___ Material
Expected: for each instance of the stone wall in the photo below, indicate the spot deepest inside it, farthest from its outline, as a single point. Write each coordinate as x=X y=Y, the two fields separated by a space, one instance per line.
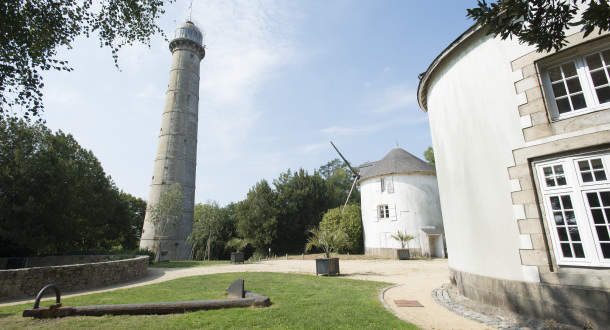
x=390 y=252
x=26 y=282
x=58 y=260
x=568 y=304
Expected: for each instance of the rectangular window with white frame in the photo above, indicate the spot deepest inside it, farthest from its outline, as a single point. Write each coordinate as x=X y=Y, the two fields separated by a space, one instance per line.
x=576 y=198
x=384 y=211
x=578 y=85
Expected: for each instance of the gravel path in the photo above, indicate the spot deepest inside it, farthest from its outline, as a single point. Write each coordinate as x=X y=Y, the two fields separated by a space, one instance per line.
x=419 y=280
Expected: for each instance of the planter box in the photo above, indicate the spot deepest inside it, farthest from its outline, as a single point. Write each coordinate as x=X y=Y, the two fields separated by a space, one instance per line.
x=403 y=254
x=237 y=257
x=327 y=267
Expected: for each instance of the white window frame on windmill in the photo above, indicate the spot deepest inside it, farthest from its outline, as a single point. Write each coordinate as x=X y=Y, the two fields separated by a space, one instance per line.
x=576 y=199
x=383 y=211
x=390 y=185
x=577 y=85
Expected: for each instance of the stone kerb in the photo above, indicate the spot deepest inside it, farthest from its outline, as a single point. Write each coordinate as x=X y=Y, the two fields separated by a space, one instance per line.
x=18 y=283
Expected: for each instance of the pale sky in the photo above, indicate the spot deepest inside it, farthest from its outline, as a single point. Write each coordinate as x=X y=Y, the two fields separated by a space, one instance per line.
x=280 y=80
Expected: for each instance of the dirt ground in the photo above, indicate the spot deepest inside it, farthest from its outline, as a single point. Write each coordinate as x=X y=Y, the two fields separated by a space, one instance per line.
x=411 y=279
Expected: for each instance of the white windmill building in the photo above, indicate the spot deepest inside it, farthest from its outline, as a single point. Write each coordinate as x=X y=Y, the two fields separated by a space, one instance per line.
x=400 y=192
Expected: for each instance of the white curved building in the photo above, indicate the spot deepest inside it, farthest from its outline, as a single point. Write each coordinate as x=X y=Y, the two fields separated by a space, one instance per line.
x=400 y=192
x=522 y=144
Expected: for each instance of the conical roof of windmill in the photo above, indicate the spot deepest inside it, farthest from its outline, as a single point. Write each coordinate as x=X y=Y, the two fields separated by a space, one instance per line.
x=396 y=161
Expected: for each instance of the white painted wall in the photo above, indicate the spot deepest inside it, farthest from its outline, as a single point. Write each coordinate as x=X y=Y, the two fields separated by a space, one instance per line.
x=414 y=203
x=475 y=125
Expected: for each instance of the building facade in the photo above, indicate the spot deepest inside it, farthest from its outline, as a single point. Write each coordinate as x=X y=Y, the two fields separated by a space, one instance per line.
x=400 y=193
x=522 y=147
x=176 y=156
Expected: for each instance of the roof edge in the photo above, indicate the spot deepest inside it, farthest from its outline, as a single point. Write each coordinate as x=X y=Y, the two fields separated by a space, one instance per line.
x=407 y=172
x=422 y=88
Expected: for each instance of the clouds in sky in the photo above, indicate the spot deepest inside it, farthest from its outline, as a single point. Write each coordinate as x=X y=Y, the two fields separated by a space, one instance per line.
x=280 y=79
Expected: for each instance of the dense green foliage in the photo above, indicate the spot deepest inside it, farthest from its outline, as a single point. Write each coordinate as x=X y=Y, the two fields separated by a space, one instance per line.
x=256 y=216
x=299 y=302
x=31 y=32
x=340 y=180
x=213 y=227
x=348 y=220
x=279 y=217
x=540 y=22
x=55 y=196
x=301 y=201
x=166 y=213
x=429 y=156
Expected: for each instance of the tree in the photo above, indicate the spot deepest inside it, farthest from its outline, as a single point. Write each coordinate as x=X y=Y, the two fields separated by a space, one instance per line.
x=429 y=156
x=540 y=22
x=166 y=213
x=348 y=221
x=402 y=238
x=212 y=225
x=31 y=32
x=134 y=209
x=54 y=195
x=257 y=216
x=301 y=200
x=328 y=241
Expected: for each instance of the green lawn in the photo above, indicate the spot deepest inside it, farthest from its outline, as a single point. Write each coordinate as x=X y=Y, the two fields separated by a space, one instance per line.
x=299 y=301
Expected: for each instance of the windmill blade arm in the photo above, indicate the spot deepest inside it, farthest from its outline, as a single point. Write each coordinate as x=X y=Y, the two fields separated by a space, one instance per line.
x=350 y=193
x=345 y=160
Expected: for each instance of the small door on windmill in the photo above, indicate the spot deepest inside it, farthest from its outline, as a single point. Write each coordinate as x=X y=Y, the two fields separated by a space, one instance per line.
x=390 y=185
x=393 y=216
x=384 y=238
x=375 y=214
x=432 y=242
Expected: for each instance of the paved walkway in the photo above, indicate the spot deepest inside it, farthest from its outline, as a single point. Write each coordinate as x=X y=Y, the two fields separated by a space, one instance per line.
x=419 y=280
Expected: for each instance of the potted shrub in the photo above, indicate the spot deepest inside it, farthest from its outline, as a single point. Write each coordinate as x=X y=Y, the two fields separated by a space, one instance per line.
x=327 y=241
x=238 y=244
x=403 y=239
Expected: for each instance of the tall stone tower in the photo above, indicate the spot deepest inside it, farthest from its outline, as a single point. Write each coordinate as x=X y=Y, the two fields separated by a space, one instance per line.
x=176 y=156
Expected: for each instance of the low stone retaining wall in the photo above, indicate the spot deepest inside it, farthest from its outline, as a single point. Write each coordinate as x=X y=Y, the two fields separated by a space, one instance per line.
x=30 y=262
x=26 y=282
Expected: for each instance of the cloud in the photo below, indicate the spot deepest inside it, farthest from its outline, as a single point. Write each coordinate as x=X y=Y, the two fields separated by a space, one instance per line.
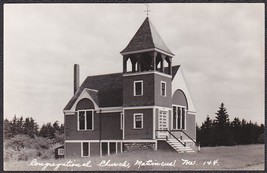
x=220 y=46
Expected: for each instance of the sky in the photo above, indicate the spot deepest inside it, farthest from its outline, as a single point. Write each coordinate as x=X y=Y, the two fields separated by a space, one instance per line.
x=219 y=46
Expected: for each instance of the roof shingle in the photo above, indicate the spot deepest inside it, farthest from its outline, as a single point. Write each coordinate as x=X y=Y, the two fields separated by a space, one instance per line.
x=109 y=89
x=146 y=37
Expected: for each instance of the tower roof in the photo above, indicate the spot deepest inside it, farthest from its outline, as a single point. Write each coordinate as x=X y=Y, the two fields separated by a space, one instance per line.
x=146 y=38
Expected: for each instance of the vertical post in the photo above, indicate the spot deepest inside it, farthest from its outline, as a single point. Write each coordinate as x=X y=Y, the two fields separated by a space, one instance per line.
x=170 y=65
x=139 y=63
x=125 y=63
x=162 y=63
x=154 y=63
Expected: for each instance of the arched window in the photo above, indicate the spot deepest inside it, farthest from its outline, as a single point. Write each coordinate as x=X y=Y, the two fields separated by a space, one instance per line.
x=85 y=112
x=179 y=106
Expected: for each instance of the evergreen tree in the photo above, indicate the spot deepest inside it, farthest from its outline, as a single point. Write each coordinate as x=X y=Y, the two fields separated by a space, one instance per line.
x=222 y=118
x=222 y=128
x=236 y=130
x=7 y=129
x=206 y=133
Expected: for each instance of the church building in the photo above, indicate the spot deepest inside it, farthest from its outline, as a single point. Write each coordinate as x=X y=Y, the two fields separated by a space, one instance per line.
x=147 y=104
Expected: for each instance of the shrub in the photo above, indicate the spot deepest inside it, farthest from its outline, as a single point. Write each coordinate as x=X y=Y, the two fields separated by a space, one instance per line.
x=22 y=147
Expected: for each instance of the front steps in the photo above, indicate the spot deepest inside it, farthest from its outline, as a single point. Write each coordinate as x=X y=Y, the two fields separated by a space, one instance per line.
x=176 y=145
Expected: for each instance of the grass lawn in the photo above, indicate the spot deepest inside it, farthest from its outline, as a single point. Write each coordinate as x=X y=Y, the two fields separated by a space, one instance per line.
x=246 y=157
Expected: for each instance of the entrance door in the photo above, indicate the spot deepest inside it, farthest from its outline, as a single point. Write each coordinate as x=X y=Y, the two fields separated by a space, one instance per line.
x=162 y=123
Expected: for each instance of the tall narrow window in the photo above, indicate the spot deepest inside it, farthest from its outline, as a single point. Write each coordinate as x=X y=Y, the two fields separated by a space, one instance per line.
x=104 y=148
x=89 y=120
x=163 y=88
x=112 y=147
x=81 y=120
x=179 y=118
x=138 y=88
x=183 y=118
x=138 y=121
x=121 y=121
x=86 y=120
x=174 y=117
x=85 y=149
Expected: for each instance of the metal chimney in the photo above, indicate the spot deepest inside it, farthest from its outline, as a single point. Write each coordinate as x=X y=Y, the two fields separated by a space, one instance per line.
x=76 y=77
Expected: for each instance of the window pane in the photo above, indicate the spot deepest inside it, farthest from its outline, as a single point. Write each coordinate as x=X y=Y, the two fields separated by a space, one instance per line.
x=112 y=147
x=163 y=87
x=89 y=120
x=104 y=148
x=81 y=120
x=85 y=149
x=179 y=118
x=121 y=118
x=174 y=117
x=183 y=118
x=138 y=88
x=138 y=121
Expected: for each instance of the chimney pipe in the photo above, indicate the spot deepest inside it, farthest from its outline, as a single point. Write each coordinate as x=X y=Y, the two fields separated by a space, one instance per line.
x=76 y=77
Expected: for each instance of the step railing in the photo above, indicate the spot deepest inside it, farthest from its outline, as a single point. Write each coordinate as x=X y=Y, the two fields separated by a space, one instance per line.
x=196 y=143
x=184 y=144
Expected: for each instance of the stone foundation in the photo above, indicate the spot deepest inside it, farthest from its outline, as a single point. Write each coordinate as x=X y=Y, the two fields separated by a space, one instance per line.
x=134 y=146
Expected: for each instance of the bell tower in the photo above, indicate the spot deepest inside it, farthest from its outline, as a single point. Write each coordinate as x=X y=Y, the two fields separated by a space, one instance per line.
x=147 y=52
x=147 y=78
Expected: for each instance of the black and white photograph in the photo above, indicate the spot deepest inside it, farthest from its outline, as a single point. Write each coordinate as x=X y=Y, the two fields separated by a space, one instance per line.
x=134 y=87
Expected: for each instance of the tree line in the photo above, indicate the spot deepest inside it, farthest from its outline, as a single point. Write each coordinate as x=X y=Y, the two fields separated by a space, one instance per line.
x=29 y=127
x=222 y=132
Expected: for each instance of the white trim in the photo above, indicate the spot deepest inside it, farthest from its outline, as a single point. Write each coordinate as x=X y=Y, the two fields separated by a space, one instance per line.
x=97 y=141
x=145 y=107
x=109 y=109
x=134 y=120
x=116 y=147
x=68 y=112
x=181 y=120
x=121 y=121
x=165 y=93
x=140 y=140
x=89 y=147
x=123 y=126
x=156 y=145
x=148 y=72
x=100 y=149
x=85 y=119
x=147 y=50
x=191 y=112
x=138 y=81
x=91 y=89
x=108 y=148
x=83 y=95
x=154 y=123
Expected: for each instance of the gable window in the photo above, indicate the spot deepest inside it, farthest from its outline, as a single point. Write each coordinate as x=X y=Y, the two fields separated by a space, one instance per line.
x=163 y=88
x=138 y=88
x=86 y=120
x=85 y=149
x=138 y=121
x=178 y=117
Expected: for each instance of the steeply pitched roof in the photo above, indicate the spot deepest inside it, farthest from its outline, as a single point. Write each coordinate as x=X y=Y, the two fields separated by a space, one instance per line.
x=146 y=37
x=109 y=87
x=109 y=90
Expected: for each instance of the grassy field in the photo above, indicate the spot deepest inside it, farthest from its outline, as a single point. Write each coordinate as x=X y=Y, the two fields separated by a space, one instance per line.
x=249 y=157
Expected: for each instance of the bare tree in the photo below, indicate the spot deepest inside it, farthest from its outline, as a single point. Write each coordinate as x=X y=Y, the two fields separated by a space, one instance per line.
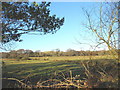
x=103 y=22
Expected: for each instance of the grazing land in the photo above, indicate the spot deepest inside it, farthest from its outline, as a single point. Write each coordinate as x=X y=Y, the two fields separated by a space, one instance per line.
x=40 y=69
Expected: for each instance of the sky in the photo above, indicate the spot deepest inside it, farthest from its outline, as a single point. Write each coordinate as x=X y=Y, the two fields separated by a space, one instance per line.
x=68 y=36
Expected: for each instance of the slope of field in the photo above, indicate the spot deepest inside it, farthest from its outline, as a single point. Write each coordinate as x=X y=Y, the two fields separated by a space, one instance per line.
x=44 y=68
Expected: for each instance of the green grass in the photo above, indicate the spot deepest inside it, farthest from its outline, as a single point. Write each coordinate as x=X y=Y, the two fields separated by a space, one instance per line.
x=41 y=69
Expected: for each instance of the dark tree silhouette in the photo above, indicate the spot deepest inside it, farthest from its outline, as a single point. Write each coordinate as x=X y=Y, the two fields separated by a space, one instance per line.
x=20 y=18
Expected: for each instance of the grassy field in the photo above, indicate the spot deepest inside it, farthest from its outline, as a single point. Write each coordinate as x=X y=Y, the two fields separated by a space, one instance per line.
x=45 y=68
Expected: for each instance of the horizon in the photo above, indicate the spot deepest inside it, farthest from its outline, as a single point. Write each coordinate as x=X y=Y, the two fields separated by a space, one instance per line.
x=71 y=35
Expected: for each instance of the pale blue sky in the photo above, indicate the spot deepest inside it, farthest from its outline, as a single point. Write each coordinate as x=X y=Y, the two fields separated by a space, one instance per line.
x=64 y=38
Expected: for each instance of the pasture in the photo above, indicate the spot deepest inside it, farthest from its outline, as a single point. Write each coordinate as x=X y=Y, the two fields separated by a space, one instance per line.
x=45 y=68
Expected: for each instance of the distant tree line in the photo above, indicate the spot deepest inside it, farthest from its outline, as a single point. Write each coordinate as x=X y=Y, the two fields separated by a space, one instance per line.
x=25 y=54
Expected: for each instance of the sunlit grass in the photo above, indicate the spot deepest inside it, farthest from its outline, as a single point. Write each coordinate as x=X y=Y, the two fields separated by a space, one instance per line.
x=42 y=68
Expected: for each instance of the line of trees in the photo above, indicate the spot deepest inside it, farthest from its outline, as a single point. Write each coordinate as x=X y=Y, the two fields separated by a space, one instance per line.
x=25 y=54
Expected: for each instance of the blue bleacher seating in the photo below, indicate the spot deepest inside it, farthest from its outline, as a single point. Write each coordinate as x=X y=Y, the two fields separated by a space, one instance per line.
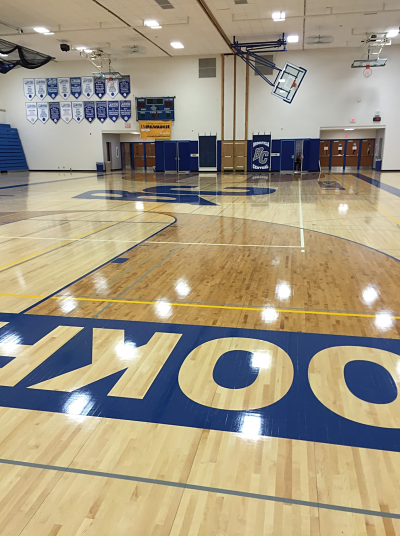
x=12 y=156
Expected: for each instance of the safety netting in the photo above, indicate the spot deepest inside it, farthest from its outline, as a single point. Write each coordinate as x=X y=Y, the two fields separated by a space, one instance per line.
x=12 y=55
______
> The exercise: Render the lines of the entries from the line containing "Expected: for each instance of the blue" through the end of the entries as a Markdown table with the columns Row and Line, numbering each row and leaving out blank lines and the pictures.

> Solved exercise:
| Row | Line |
|---|---|
| 1 | Expected: for each instance of the blue bleacher seating in the photo below, indicate the spot deepest inside it, farthest from its outline, as a single point. Write each coordinate as x=X y=Y, the two fields separated by a space, one instance per line. |
| 2 | x=12 y=156 |
| 3 | Expected: for each instance of the safety netting in the photo above, indicate the spot deepest inside it, farthest from its outline, as a single point. Write each coordinate as x=X y=Y, the two fields separated by a space, one instance per line. |
| 4 | x=12 y=55 |